EXTRACTED TEXT –
- Lien Township Location within the state of Minnesota Lien Township Lien Township (the United States)
- Coordinates: 45°54′17″N 95°55′26″W﻿ / ﻿45.90472°N 95.92389°W
- Country: United States
- State: Minnesota
- County: Grant

Area
- • Total: 34.4 sq mi (89.0 km^{2})
- • Land: 32.2 sq mi (83.3 km^{2})
- • Water: 2.2 sq mi (5.7 km^{2})
- Elevation: 1,150 ft (350 m)

Population (2000)
- • Total: 117
- • Density: 3.6/sq mi (1.4/km^{2})
- Time zone: UTC-6 (Central (CST))
- • Summer (DST): UTC-5 (CDT)
- FIPS code: 27-36998
- GNIS feature ID: 0664779

= Lien Township, Grant County, Minnesota =

Township in Minnesota, United States

Lien Township is a township in Grant County, Minnesota, United States. The population was 117 at the 2000 census.

Lien Township was organized in 1874, and named for Ole E. Lien, an early Norwegian settler.

==Geography==
According to the United States Census Bureau, the township has a total area of 34.3 square miles (89.0 km^{2}), of which 32.2 square miles (83.3 km^{2}) is land and 2.2 square miles (5.7 km^{2}) (6.40%) is water.

==Demographics==
As of the census of 2000, there were 117 people, 45 households, and 35 families residing in the township. The population density was 3.6 PD/sqmi. There were 66 housing units at an average density of 2.1 /sqmi. The racial makeup of the township was 100.00% White.

There were 45 households, out of which 31.1% had children under the age of 18 living with them, 73.3% were married couples living together, and 22.2% were non-families. 20.0% of all households were made up of individuals, and 8.9% had someone living alone who was 65 years of age or older. The average household size was 2.60 and the average family size was 3.03.

In the township the population was spread out, with 24.8% under the age of 18, 5.1% from 18 to 24, 18.8% from 25 to 44, 35.9% from 45 to 64, and 15.4% who were 65 years of age or older. The median age was 45 years. For every 100 females, there were 120.8 males. For every 100 females age 18 and over, there were 104.7 males.

The median income for a household in the township was $38,750, and the median income for a family was $41,875. Males had a median income of $20,750 versus $26,250 for females. The per capita income for the township was $17,580. There were 16.3% of families and 14.6% of the population living below the poverty line, including 4.5% of under eighteens and 12.5% of those over 64.

TASK INSTRUCTIONS –
a: Copy the passage of the Lien Township article starting at "- Lien Township" and ending at "Population (2000)".
b: According to the Lien Township article, whom was the township named for?
The items after the Lien Township article have no connection to it.

MATERIAL SHOWN –
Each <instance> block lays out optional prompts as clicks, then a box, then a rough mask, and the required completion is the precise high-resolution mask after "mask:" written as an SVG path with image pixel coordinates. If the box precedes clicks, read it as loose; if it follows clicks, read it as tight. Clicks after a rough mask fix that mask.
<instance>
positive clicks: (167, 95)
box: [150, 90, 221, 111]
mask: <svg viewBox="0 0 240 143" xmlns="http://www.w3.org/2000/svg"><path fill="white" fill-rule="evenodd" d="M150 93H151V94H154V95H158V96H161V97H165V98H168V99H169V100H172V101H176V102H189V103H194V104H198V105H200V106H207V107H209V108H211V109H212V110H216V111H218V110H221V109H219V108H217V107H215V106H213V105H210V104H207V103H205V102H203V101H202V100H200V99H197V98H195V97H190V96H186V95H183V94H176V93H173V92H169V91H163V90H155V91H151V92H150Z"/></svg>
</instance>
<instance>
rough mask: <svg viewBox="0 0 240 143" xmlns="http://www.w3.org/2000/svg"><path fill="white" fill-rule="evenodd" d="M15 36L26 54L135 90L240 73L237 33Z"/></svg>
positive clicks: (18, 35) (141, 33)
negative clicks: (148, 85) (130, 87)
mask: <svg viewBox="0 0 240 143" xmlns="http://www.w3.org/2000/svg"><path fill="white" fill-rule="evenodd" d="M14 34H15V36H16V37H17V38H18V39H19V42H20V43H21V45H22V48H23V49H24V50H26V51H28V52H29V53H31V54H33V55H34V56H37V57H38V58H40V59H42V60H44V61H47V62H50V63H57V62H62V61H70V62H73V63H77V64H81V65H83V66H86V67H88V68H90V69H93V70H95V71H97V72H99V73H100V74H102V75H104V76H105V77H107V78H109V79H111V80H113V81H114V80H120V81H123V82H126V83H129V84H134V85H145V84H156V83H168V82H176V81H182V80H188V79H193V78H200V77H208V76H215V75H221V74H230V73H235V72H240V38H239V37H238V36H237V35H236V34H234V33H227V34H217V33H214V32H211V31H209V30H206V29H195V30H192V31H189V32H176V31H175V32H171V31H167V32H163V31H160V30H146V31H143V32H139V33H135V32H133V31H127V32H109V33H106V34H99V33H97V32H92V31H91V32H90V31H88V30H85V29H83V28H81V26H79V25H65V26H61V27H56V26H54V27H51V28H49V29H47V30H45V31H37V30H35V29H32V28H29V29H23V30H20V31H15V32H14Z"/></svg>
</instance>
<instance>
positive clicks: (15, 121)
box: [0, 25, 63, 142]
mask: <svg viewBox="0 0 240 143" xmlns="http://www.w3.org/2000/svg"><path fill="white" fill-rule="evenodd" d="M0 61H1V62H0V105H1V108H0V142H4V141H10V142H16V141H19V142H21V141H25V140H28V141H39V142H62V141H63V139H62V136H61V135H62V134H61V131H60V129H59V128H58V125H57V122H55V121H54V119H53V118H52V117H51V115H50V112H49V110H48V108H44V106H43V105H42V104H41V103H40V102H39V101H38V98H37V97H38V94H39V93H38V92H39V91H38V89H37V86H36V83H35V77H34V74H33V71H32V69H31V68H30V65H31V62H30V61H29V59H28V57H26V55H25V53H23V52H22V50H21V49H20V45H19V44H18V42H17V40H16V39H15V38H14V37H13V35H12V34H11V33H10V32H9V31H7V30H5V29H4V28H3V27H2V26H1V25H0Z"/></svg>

ANSWERS TO THE PROBLEMS –
a:
- Lien Township Location within the state of Minnesota Lien Township Lien Township (the United States)
- Coordinates: 45°54′17″N 95°55′26″W﻿ / ﻿45.90472°N 95.92389°W
- Country: United States
- State: Minnesota
- County: Grant

Area
- • Total: 34.4 sq mi (89.0 km^{2})
- • Land: 32.2 sq mi (83.3 km^{2})
- • Water: 2.2 sq mi (5.7 km^{2})
- Elevation: 1,150 ft (350 m)

Population (2000)

b: Ole E. Lien, an early Norwegian settler.